Pointing dataset records
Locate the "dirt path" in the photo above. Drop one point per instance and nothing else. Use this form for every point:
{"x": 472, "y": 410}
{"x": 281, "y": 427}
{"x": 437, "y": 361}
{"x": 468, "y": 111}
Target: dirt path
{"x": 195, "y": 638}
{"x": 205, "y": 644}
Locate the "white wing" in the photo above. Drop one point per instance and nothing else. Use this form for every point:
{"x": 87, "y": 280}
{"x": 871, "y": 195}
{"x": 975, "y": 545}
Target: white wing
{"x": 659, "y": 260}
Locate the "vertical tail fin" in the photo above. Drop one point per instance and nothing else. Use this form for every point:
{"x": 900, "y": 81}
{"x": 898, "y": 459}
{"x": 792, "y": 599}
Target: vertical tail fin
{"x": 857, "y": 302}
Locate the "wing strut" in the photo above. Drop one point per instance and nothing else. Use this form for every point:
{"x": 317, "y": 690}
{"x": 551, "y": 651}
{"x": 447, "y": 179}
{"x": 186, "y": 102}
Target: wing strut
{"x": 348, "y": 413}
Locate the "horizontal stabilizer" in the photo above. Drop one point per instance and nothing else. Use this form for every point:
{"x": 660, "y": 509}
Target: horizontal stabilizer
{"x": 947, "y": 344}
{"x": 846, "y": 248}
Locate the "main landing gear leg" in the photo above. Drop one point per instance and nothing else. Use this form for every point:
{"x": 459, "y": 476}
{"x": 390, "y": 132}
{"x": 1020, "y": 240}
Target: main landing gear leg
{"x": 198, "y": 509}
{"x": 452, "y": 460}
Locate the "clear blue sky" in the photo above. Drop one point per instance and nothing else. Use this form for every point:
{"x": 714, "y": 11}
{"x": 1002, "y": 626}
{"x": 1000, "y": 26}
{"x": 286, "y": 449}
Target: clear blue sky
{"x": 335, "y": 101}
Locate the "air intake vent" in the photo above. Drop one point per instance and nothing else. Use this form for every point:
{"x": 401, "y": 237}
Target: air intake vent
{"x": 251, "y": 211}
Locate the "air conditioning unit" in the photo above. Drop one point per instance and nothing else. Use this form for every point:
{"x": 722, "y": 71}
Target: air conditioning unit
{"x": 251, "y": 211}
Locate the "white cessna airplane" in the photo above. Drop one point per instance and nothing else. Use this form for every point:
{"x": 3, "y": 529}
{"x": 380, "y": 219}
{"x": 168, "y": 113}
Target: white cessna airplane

• _To do_
Restate the listing in full, word for word.

• _Result for this exercise_
Locate the "dirt path" in the photo above. Drop one point per instance and nothing else. Use this form for every point:
{"x": 472, "y": 410}
{"x": 281, "y": 427}
{"x": 437, "y": 361}
{"x": 468, "y": 111}
Target: dirt path
{"x": 195, "y": 638}
{"x": 205, "y": 644}
Locate the "white wing" in the photo above. Drop one point per instance and nothing else. Use this form for every point:
{"x": 87, "y": 280}
{"x": 871, "y": 195}
{"x": 975, "y": 545}
Target: white wing
{"x": 659, "y": 260}
Locate the "vertical tail fin" in the photo above. Drop one point per instance and nothing else. Use this form for every point:
{"x": 900, "y": 81}
{"x": 898, "y": 459}
{"x": 792, "y": 599}
Target: vertical tail fin
{"x": 857, "y": 302}
Locate the "wing strut" in the photo above. Drop one point per instance and nothing else. Use this form for every point:
{"x": 317, "y": 690}
{"x": 551, "y": 651}
{"x": 447, "y": 179}
{"x": 186, "y": 102}
Target: wing strut
{"x": 348, "y": 413}
Locate the "horizontal stabilizer" in the photo above. Drop one point per instance and nothing else. Use this form for every point:
{"x": 660, "y": 509}
Target: horizontal stabilizer
{"x": 947, "y": 344}
{"x": 846, "y": 248}
Locate the "main landing gear leg" in the photo above. Drop one point per instance and nothing else. Use this form for every point:
{"x": 459, "y": 476}
{"x": 390, "y": 132}
{"x": 1020, "y": 240}
Target: main landing gear leg
{"x": 198, "y": 509}
{"x": 452, "y": 460}
Locate the "clear blue sky" in the photo above. Drop one point per instance and nothing else. Use this form for every point:
{"x": 714, "y": 11}
{"x": 1002, "y": 626}
{"x": 1000, "y": 26}
{"x": 286, "y": 449}
Target: clear blue sky
{"x": 335, "y": 101}
Locate the "air intake vent" in the photo above. Drop one point per instance and nothing else. Use this form for every point:
{"x": 401, "y": 237}
Target: air intake vent
{"x": 251, "y": 211}
Locate the "air conditioning unit" in the photo above. Drop one point per instance and nothing else. Use this form for every point:
{"x": 722, "y": 71}
Target: air conditioning unit
{"x": 251, "y": 211}
Locate the "white cessna airplane" in the photo above. Drop one point per instance and nothing else. Use this form for every point:
{"x": 3, "y": 529}
{"x": 380, "y": 219}
{"x": 168, "y": 113}
Target: white cessna airplane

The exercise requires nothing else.